- [Zu erledigen]: Führe den Text über die Freigabe strategischer Ölreserven durch die IEA im Anschluss an seinen letzten Satz weiter.

- [Vorliegender Textauszug]:
════════════════════
Wien/Paris - Rechtzeitig zu Beginn der großen Reisewelle in Kontinentaleuropa gibt es auf den Rohölmärkten Zeichen der Entspannung. Die Ankündigung der Internationalen Energieagentur (IEA), die strategischen Reserven anzuzapfen und im Juli insgesamt 60 Millionen Fass (159 Liter) Rohöl zusätzlich auf den Markt zu bringen, hat den Preis des Nordseeöls Brent am Freitag auf ein Siebenwochentief geschickt. Auch an den Zapfsäulen sollte der Effekt bald bemerkbar sein.

Ein Fass der in Europa preisbestimmenden Sorte Brent verbilligte sich um bis zu 1,5 Prozent auf 105,67 Dollar, nachdem es bereits am Vortag in der Spitze um mehr als sieben Prozent abgestürzt war. Die US-Sorte WTI erholte sich dagegen etwas von ihren jüngsten Verlusten und notierte mit 91,20 Dollar 0,2 Prozent höher.

Obamas Kopfzerbrechen

Die IEA mit Sitz in Paris, die die Industrieländer in Energiefragen berät (siehe Wissen), begründete ihre Entscheidung damit, dass "größere Engpässe im Ölmarkt (....) die ohnehin fragile weltweite Konjunkturerholung" bedrohten. Als treibende Kraft hinter der Entscheidung werden die USA gesehen, die knapp die Hälfte der freigegebenen 60 Millionen Fass beisteuern wollen. Präsident Barack Obama dürften die für US-Verhältnisse sehr hohen Spritpreise zunehmend Kopfzerbrechen bereiten. Er muss sich 2012 der Wiederwahl stellen.
════════════════════
- [Gespeicherte Daten]:
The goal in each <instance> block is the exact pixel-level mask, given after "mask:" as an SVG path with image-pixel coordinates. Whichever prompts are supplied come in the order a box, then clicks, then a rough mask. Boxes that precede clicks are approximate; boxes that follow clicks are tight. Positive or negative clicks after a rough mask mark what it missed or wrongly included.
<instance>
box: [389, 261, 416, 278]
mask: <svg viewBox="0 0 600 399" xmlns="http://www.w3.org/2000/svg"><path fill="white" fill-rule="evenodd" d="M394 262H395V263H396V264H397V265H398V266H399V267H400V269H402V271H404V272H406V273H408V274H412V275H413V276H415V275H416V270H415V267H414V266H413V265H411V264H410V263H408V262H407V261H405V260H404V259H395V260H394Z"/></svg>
════════════════════
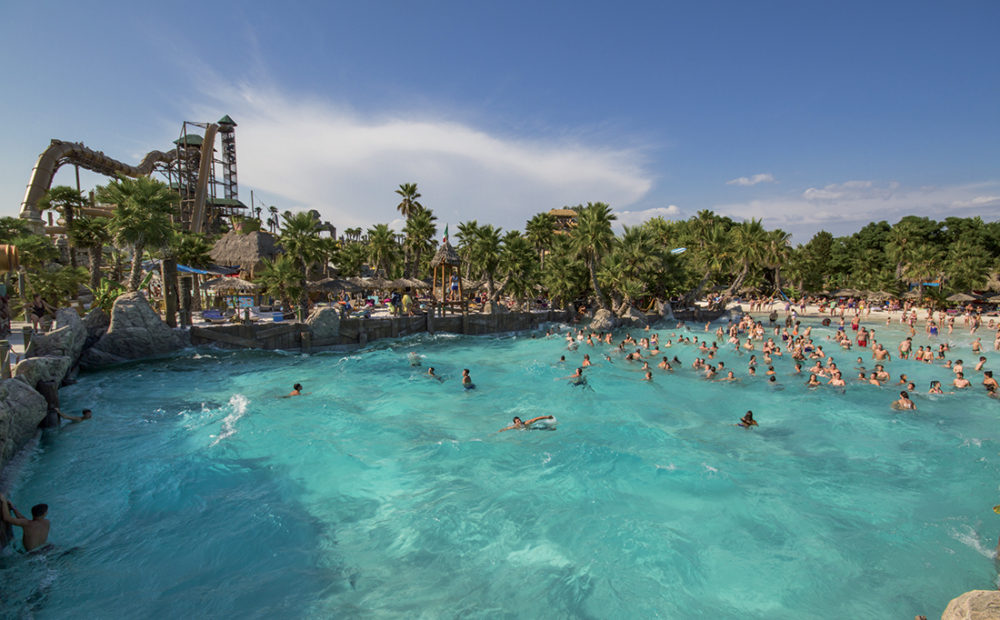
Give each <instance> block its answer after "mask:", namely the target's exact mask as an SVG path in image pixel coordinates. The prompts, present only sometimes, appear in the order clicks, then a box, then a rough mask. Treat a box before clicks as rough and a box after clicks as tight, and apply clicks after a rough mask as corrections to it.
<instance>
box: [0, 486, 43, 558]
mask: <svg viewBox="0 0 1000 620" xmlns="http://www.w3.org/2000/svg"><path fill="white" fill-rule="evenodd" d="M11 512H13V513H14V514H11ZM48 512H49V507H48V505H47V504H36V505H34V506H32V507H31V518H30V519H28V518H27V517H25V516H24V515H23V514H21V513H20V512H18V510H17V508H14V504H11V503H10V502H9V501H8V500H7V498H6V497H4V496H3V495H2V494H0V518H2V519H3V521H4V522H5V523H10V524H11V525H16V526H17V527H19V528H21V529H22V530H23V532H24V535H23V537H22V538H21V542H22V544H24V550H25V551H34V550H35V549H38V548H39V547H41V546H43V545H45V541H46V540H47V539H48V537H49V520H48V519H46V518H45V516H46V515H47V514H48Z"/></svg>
════════════════════
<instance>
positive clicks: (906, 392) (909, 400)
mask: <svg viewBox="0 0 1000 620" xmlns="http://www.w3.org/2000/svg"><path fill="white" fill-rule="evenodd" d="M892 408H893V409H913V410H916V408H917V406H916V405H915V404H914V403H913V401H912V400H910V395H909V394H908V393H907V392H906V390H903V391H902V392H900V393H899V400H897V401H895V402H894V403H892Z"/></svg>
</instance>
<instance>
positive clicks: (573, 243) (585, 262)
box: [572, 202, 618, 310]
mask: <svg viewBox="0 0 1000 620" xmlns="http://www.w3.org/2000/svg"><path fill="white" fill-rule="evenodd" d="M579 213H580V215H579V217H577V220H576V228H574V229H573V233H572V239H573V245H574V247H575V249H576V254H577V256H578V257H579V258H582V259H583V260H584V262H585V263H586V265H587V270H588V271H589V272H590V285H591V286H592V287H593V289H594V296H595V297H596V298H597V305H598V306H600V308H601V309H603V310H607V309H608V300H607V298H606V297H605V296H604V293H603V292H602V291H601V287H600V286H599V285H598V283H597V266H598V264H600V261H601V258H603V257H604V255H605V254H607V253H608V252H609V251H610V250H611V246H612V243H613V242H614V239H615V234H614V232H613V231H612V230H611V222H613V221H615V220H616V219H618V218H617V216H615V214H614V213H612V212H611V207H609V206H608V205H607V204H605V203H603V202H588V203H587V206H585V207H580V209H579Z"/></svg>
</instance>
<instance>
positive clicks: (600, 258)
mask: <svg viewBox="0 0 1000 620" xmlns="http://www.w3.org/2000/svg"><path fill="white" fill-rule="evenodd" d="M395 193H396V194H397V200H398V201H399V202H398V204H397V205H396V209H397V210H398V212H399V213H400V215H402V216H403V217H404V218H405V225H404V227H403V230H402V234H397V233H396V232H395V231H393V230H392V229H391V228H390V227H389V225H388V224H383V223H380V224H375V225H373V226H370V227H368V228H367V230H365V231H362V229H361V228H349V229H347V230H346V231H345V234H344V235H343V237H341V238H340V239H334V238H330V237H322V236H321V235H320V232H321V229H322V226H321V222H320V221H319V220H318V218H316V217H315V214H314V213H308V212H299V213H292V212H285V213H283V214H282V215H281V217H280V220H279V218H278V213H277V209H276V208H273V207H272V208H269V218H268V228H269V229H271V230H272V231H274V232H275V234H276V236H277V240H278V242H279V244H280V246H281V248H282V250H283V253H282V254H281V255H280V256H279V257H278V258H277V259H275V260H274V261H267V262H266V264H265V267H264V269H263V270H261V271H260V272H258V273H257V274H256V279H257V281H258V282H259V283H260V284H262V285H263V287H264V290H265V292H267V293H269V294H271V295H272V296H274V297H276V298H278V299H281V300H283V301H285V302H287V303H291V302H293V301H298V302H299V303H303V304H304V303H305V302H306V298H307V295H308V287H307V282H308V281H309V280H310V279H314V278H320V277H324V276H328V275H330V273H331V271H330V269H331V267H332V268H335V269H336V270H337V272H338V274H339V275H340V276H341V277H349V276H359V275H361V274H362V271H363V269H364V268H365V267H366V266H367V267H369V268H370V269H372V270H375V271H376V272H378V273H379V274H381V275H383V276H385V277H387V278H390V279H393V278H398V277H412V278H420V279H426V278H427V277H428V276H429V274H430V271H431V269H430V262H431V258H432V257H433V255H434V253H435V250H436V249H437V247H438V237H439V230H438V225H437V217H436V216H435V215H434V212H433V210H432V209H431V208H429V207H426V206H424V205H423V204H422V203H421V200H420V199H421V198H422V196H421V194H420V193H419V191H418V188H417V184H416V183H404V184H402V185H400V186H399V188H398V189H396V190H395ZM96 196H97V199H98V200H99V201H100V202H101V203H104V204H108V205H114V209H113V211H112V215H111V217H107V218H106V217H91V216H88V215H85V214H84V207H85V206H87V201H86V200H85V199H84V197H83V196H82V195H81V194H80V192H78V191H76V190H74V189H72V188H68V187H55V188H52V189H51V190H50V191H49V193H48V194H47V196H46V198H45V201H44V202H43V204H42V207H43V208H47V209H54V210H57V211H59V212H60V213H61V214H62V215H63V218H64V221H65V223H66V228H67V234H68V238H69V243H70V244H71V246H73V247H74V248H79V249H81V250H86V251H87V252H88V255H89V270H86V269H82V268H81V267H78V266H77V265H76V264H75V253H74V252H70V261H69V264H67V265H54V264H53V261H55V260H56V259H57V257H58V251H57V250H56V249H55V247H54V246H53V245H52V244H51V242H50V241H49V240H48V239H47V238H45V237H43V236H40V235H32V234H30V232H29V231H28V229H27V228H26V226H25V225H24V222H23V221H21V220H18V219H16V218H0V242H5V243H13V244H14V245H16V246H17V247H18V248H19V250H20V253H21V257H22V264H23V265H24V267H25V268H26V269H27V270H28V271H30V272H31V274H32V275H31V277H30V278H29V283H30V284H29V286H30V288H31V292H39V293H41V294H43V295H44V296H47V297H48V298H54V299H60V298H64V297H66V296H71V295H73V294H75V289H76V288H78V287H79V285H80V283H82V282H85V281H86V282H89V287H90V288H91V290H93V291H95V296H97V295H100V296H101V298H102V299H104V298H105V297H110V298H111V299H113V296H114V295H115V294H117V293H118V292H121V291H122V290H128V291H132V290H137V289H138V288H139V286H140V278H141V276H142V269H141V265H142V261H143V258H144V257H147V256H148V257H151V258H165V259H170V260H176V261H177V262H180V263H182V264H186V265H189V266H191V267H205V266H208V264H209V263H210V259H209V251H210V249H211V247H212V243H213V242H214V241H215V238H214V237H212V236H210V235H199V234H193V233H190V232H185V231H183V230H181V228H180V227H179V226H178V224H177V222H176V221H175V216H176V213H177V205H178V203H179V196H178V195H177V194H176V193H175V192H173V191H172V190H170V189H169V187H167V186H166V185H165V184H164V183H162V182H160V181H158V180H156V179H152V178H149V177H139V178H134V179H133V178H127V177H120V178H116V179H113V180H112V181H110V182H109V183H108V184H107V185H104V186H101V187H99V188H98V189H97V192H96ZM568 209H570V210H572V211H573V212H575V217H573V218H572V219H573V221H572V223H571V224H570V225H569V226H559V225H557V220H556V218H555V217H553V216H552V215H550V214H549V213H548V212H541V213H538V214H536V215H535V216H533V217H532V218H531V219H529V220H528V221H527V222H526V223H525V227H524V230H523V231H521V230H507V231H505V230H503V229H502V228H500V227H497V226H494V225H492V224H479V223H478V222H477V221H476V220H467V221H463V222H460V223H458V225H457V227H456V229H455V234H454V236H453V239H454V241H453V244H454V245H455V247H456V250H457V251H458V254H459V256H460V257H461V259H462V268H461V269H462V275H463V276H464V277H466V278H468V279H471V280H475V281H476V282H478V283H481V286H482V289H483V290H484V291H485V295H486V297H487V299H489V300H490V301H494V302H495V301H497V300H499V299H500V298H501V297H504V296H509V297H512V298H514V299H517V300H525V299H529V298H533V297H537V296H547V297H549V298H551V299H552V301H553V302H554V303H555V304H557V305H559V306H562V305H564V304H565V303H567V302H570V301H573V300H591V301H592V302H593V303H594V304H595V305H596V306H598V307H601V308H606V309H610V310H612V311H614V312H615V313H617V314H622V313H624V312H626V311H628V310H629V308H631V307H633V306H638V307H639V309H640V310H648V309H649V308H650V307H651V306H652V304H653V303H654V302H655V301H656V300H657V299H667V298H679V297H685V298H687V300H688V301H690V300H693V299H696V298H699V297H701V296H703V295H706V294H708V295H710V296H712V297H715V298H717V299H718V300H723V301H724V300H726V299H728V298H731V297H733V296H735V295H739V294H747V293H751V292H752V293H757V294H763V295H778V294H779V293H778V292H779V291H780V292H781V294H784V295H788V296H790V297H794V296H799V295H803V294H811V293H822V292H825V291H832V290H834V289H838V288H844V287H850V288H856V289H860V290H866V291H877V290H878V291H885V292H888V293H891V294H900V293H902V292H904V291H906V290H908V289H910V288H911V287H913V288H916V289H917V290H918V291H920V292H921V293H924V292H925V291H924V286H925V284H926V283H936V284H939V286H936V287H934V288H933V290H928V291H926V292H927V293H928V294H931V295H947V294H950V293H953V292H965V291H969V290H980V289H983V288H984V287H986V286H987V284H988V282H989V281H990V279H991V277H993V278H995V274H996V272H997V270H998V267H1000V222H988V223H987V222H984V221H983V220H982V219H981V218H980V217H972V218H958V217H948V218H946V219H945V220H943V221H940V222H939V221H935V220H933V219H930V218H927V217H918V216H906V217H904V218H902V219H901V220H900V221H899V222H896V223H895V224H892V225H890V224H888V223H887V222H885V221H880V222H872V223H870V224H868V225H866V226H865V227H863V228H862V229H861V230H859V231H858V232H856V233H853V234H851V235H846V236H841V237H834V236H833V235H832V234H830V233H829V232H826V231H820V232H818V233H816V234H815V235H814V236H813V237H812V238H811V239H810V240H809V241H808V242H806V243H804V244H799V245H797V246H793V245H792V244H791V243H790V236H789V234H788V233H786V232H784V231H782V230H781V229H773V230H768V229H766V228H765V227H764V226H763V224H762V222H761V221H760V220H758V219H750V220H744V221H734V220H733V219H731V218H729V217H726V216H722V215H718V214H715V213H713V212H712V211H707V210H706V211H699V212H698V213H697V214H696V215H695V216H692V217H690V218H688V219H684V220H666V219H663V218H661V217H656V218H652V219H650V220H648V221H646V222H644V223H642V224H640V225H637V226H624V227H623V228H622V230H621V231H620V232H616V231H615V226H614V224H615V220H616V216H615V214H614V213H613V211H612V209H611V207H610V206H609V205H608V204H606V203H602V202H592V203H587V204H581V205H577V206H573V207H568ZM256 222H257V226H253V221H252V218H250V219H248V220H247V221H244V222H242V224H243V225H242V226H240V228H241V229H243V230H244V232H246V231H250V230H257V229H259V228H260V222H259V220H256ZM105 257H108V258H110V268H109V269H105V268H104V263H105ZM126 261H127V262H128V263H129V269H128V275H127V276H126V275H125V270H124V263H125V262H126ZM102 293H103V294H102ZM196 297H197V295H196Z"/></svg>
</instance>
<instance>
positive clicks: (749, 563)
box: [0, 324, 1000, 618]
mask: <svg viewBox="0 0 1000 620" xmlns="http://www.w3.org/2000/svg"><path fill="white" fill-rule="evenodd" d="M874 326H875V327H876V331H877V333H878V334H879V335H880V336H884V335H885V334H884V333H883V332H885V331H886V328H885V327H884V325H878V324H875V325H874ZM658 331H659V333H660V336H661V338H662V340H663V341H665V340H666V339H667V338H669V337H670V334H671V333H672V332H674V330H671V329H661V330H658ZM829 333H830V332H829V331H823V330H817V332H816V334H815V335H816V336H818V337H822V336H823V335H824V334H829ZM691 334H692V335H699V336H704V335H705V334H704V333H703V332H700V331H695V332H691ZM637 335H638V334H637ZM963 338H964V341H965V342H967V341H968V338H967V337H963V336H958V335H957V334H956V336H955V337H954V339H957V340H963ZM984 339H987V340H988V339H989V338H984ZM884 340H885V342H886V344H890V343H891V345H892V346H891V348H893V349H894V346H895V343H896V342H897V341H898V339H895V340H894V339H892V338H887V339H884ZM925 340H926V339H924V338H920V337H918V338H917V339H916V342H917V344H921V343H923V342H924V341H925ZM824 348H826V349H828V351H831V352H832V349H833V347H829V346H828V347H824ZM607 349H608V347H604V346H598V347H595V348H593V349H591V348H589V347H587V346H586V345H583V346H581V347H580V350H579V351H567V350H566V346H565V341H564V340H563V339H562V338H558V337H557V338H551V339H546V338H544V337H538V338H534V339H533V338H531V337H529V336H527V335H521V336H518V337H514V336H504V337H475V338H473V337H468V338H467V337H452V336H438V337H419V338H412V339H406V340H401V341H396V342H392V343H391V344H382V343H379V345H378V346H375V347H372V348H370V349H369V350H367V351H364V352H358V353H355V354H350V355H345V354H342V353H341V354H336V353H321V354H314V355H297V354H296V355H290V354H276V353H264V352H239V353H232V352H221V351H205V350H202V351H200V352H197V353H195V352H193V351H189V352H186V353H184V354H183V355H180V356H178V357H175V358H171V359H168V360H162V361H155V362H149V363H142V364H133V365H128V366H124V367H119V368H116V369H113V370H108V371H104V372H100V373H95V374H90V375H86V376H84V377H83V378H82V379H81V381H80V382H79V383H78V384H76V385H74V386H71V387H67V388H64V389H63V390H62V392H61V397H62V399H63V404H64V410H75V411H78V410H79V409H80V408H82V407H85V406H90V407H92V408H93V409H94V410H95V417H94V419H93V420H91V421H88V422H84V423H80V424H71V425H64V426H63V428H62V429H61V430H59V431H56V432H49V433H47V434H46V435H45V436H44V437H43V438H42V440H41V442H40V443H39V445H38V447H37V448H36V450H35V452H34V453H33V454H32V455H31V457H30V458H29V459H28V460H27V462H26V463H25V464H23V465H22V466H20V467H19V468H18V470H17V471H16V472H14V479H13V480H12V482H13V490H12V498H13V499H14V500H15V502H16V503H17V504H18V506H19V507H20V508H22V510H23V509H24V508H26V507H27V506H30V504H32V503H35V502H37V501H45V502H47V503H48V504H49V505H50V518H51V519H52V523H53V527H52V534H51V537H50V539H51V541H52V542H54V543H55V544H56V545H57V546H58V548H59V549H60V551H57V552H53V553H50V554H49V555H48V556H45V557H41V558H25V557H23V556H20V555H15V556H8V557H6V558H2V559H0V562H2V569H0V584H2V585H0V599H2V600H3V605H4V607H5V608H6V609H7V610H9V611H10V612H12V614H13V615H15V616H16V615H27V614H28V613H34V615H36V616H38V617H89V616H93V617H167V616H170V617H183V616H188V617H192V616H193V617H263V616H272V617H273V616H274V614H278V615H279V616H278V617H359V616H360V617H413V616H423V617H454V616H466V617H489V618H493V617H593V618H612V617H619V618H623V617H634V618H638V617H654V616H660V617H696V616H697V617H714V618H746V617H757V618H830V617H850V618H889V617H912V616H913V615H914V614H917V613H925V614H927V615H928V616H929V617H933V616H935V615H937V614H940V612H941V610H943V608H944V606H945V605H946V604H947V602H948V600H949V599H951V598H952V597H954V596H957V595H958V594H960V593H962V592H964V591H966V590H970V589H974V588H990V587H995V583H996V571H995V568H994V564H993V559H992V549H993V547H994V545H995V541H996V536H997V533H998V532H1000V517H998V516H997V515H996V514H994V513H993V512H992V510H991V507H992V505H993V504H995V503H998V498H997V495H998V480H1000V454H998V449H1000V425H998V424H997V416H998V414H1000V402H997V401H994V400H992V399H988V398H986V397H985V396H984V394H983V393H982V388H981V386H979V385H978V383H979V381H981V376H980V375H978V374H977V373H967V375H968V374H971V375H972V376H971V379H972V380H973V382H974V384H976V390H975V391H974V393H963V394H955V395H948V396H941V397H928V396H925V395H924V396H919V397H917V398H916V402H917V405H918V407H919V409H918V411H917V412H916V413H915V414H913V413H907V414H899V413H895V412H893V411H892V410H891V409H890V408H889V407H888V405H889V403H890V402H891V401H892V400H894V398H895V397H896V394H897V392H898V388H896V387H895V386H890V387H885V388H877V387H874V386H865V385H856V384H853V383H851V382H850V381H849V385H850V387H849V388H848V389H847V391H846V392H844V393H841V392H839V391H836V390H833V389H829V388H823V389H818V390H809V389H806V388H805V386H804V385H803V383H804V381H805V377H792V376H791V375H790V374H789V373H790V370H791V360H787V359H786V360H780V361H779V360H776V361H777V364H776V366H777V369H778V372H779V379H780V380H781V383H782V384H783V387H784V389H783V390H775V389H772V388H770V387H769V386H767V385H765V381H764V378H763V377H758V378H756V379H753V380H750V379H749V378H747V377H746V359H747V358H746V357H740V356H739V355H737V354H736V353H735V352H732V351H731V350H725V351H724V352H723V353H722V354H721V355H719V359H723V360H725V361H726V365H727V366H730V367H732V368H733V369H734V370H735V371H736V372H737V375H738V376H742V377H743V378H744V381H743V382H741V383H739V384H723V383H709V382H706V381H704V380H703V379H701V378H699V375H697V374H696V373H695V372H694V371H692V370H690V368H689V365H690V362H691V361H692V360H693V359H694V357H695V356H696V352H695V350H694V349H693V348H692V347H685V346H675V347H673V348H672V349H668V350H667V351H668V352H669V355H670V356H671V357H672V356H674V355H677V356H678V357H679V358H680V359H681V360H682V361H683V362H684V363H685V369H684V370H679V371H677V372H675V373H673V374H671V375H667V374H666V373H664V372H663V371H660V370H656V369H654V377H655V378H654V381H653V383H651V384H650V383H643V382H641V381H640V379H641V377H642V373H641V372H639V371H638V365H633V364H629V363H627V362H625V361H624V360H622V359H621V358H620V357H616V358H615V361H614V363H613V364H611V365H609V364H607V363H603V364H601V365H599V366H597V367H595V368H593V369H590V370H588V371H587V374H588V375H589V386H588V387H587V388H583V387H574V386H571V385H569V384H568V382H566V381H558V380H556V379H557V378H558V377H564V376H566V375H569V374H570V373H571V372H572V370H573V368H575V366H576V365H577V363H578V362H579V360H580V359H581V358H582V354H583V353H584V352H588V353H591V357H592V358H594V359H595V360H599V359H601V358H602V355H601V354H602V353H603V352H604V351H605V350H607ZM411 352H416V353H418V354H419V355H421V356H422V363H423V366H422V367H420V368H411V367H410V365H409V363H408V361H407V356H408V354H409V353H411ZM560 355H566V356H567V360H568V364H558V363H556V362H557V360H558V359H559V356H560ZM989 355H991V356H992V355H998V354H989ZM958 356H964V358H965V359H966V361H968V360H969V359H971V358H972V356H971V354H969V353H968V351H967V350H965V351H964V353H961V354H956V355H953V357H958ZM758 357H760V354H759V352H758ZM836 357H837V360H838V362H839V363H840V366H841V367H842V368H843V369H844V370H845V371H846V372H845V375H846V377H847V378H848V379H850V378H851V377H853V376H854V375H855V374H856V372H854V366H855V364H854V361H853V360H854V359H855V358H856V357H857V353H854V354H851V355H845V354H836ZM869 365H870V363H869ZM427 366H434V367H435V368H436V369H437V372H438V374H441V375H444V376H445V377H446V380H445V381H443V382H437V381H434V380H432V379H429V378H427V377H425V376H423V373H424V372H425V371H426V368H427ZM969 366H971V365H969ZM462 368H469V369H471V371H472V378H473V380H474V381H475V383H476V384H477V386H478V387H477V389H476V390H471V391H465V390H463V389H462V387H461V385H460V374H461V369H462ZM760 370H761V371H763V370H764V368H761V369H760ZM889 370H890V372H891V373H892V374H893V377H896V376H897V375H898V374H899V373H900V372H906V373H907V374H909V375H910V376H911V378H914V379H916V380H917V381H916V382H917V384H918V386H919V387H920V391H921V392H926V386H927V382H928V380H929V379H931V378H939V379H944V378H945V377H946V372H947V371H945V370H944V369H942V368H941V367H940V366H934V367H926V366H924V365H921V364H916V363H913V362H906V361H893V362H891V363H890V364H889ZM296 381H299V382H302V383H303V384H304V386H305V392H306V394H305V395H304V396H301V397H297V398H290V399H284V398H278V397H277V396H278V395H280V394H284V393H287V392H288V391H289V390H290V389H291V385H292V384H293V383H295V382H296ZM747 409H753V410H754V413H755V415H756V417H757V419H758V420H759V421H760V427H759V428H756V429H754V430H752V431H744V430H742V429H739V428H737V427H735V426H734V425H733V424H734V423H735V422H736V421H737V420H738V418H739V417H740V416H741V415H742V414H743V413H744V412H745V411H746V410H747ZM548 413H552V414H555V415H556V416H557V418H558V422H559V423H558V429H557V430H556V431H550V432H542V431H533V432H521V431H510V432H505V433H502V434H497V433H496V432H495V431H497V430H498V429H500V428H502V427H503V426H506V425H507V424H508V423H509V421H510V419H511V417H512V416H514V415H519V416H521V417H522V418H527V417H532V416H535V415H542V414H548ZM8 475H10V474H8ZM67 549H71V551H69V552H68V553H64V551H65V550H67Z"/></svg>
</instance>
════════════════════
- [Schriftliche Antwort]:
Österreich wird sich, obwohl Mitglied der IEA, an der Aktion nicht beteiligen. "Wir halten unsere Notstandsreserven grundsätzlich für tatsächliche Versorgungsengpässe bereit. Die gibt es aber trotz Ausfalls libyscher Lieferungen derzeit nicht", hieß es im Büro des für die Reservehaltung zuständigen Wirtschaftsministers Reinhold Mitterlehner.

Österreich ist wie andere Länder angehalten, mindestens 90 Tage seiner vorjährigen Nettoimporte als Pflichtnotstandsreserve zu halten. Dies wird in Österreich und anderen IEA-Mitgliedsländern im Moment deutlich übererfüllt (siehe Grafik). Per Ende März waren in den diversen Tanklagern der in Österreich tätigen Mineralölfirmen rund 3,1 Mio. Tonnen oder 19,5 Mio. Fass Rohöl und -produkte als strategische Reserve gebunkert. Österreich hat seine Reserven bisher noch nie angezapft, auch nicht während des Golfkriegs 1991 und auch nicht 2005, als der Hurrikan Katrina die Ölförderung im Golf von Mexiko beeinträchtigte und die Preise nach oben trieb.

"Der Zeitpunkt der Entscheidung, zwei Millionen Fass pro Tag aus den strategischen Reserven zu nehmen, kommt doch etwas überraschend", sagte Carsten Fritsch, Analyst der Commerzbank in Frankfurt, dem Standard. "Wenn, dann hätte man das vor zwei, drei Monaten machen sollen, als der Krieg in Libyen losging."

Saudi-Arabien brüskiert

Die Entscheidung der IEA könnte sich als Bumerang herausstellen. Saudi-Arabien, größter Produzent der Opec, sei brüskiert und könnte von seiner Zusage abweichen, die Ölproduktion kurzfristig auf zehn Mio. Fass pro Tag anzuheben. "Mit den strategischen Reserven kann man das nicht unendlich oft machen, die gehen irgendwann zu Ende. Saudi-Arabien aber könnte über längere Zeit mehr Öl fördern", sagte Fritsch.

Bei der Opec-Konferenz vor zwei Wochen in Wien hat sich Saudi-Arabien vergeblich um eine Anhebung der Förderquoten bemüht. Insbesondere Iran und Venezuela stemmten sich dagegen. Nichtsdestotrotz wollten die Saudis den Förderhahn aufdrehen. (Günther Strobl, DER STANDARD, Print-Ausgabe, 25./26.6.2011)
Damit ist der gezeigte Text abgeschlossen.